» 问题描述 A: 请在下方的记录中,从含有“facade on this photo.”的那一行起,到含有“<point>505,628</point>”的那一行止,把这些行原样照抄出来,首尾两行都包括在内。

» 给定文本:
::::
>>> from env_helper import info; info()
页面更新时间: 2024-01-15 21:16:22
运行环境:
    Linux发行版本: Debian GNU/Linux 12 (bookworm)
    操作系统内核: Linux-6.1.0-16-amd64-x86_64-with-glibc2.36
    Python版本: 3.11.2

1.5. 并行分词

原理:将目标文本按行分隔后,把各行文本分配到多个 Python 进程并行分词,然后归并结果,从而获得分词速度的可观提升

基于 python 自带的 multiprocessing 模块,目前暂不支持 Windows

用法:

  • jieba.enable_parallel(4)开启并行分词模式,参数为并行进程数

  • jieba.disable_parallel() 关闭并行分词模式

注意:并行分词仅支持默认分词器 jieba.dtjieba.posseg.dt

>>> import sys
>>> import time
>>> import jieba
>>>
>>> jieba.enable_parallel()
::::
» 问题描述 B:
根据上文关于并行分词的说明,回答下列问题:
(i) 开启并行分词模式要调用哪个函数?
(ii) 并行分词目前暂不支持哪个操作系统?
(iii) 运行环境中列出的 Python 版本是多少?

一组记录:
::::
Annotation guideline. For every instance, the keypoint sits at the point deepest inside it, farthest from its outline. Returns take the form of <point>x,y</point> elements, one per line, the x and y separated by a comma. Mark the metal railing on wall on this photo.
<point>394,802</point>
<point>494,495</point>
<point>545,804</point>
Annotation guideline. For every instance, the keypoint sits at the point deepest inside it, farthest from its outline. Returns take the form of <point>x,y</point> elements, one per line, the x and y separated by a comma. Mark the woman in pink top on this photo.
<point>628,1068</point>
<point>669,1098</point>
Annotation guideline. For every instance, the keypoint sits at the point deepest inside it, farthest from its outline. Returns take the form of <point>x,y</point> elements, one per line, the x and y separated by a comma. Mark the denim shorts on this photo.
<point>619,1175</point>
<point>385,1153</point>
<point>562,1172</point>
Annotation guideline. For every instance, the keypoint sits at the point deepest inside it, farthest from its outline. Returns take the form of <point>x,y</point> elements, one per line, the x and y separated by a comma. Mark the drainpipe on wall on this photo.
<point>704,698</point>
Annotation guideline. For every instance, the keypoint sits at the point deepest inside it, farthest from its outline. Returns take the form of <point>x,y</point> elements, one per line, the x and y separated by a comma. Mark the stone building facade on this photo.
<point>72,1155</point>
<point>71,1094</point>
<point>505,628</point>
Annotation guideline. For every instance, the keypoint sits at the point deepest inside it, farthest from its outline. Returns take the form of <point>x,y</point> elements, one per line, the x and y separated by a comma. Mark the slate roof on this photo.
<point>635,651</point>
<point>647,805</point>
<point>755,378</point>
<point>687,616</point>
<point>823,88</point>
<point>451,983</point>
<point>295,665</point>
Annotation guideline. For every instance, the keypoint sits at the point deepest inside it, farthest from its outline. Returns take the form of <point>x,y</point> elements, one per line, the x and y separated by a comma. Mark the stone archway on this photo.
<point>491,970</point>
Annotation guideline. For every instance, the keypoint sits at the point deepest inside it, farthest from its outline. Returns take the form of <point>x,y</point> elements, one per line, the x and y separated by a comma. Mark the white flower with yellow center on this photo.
::::
» 完整回答 A:
Annotation guideline. For every instance, the keypoint sits at the point deepest inside it, farthest from its outline. Returns take the form of <point>x,y</point> elements, one per line, the x and y separated by a comma. Mark the stone building facade on this photo.
<point>72,1155</point>
<point>71,1094</point>
<point>505,628</point>

» 完整回答 B:
(i) 开启并行分词模式要调用 jieba.enable_parallel()。
(ii) 并行分词目前暂不支持 Windows。
(iii) 运行环境中列出的 Python 版本是 3.11.2。